Reading text:
################
Over the past few weeks, I’ve been reading Ned Vizzini’s It’s Kind of a Funny Story, and I’m proud to say I’ve finally finished it.
Back in freshman year of high school, I watched a documentary on Vizzini on PBS (or something) in which he talked about his quasi-autobiographical debut work, Teen Angst? Naah. That year, I stumbled upon the book in my library and without hesitation, took it home. I finished that book in a heartbeat. It amazed me that someone so young– Vizzini wrote the book back in his high school days at Stuyvesant H.S.– could articulate himself into a published work and gain so much subsequent success from it.
Needless to say, ever since that book, I’ve been in awe of Ned Vizzini.
Then last July happened. My friend Bonnie and I were at B&N and I came across his newest book, It’s Kind of a Funny Story stacked beneath a table of summer reading books. I let out an involuntary gasp as I held the book in my hands. My eyes widened as I read its synopsis on the back cover. While Teen Angst? covered much of the hallmarks of teenage awkwardness, pressures, and humor, this new book (new to me at least; it was published in ’06) seemed a lot heavier.
Vizzini, who himself got checked into a mental hospital some years ago, writes a well-crafted, witty, and oftentimes painful tale of one Craig Gilner, whose pressures stemming from having been accepted into one of New York’s most prestigious high schools nearly drive him to commit suicide. He checks himself into a psychiatric hospital for five days, and there, he meets a cast of fellow mentally ill patients who drive him to rethink everything he once thought made up “the real world.”
I won’t give anything away because this is definitely a work worth reading. When I reached the novel’s end, I was informed that Vizzini started writing the book a mere week after being released from the hospital, and finished writing it in less than a month. I was flabbergasted.
A professor of mine once said to my class that you aren’t a writer unless you write. Sure, you can write a masterpiece on a fluke, then sit on your pedestal and gloat for the rest of your life about how brilliant you are– but that doesn’t make you a writer. Writing isn’t glamorous. Rarely are you afforded fame, widespread recognition, or praise.
################
Collected data:
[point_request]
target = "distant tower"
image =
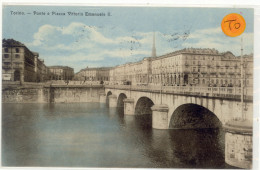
################
Exercise prompt:
Condense the paragraph of the post about Ned Vizzini above that begins "Vizzini, who himself got checked" into a short bulleted list that keeps its main facts.

Problem solution:
- Vizzini was once checked into a mental hospital himself.
- His book is a well-crafted, witty, and often painful story about Craig Gilner.
- Craig's pressures from getting into one of New York's most prestigious high schools nearly drive him to suicide.
- He checks himself into a psychiatric hospital for five days.
- There he meets other mentally ill patients who lead him to rethink what he thought made up "the real world."